Stored data entries:
Start of Block

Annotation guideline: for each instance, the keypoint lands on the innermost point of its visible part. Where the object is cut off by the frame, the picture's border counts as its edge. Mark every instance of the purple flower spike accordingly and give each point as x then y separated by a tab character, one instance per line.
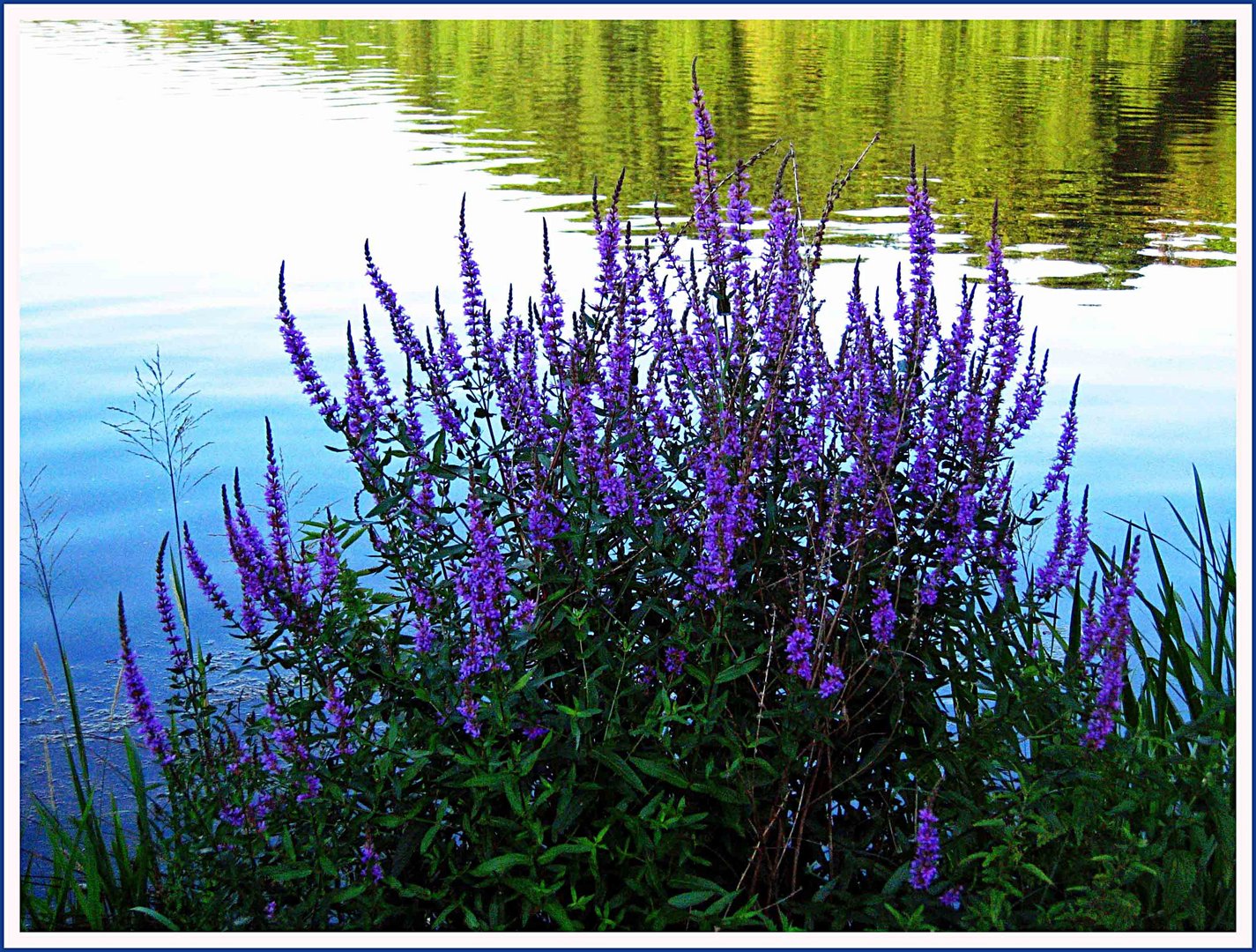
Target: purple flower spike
303	362
883	617
141	703
1066	446
340	716
201	573
798	648
1109	629
482	587
925	866
834	680
180	653
673	659
371	860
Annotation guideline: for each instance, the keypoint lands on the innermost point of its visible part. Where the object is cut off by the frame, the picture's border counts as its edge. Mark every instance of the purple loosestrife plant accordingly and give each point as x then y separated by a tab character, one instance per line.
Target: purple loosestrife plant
681	569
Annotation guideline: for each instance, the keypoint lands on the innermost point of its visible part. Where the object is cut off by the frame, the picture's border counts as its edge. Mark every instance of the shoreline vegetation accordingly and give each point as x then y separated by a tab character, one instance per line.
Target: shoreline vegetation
670	614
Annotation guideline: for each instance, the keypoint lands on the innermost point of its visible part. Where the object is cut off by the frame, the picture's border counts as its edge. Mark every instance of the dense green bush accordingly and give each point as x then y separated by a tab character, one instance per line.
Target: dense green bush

End of Block

A word-for-word copy of the records is needed, with no pictures carried over.

Task solution -
Annotation guideline: for each instance, the keypoint lands on the innermost point of its visible part. Where the object is cut off by the frame, the picture's border counts as its edge. Mark every instance of the purple flower spike accordingly and give each point as x then y separated by a tab character, one instance per line.
Target: purple flower spike
303	362
883	617
141	703
1066	446
340	716
201	573
798	648
1109	629
482	587
925	866
834	680
180	653
673	659
371	860
Annotation guideline: for each instance, the keypoint lands on the innermost point of its visible part. Where the object is cut off by the frame, the picture's border counts as its edge. Mark every instance of the purple loosestrife plant accordingly and give each point as x then y separated by a tab character, one instance per line.
Target: purple loosestrife plant
681	569
Annotation guideline: for each instance, the keypoint lands on the innermost point of its visible part. Where the object is cut off by the frame, the picture's border counts as its edge. Mark every instance of the shoreline vegetation accordingly and give each point as x then y separated by a tab character, one instance per line.
Target: shoreline vegetation
670	614
Annotation guideline: for each instance, the keypoint lands on the innermost point of its visible part. Where the object is cut off by the frame, the picture's border counts as its edge. Mark every instance of the dense green bush accordingly and give each point as x then y separated by a tab character, one instance per line.
Target: dense green bush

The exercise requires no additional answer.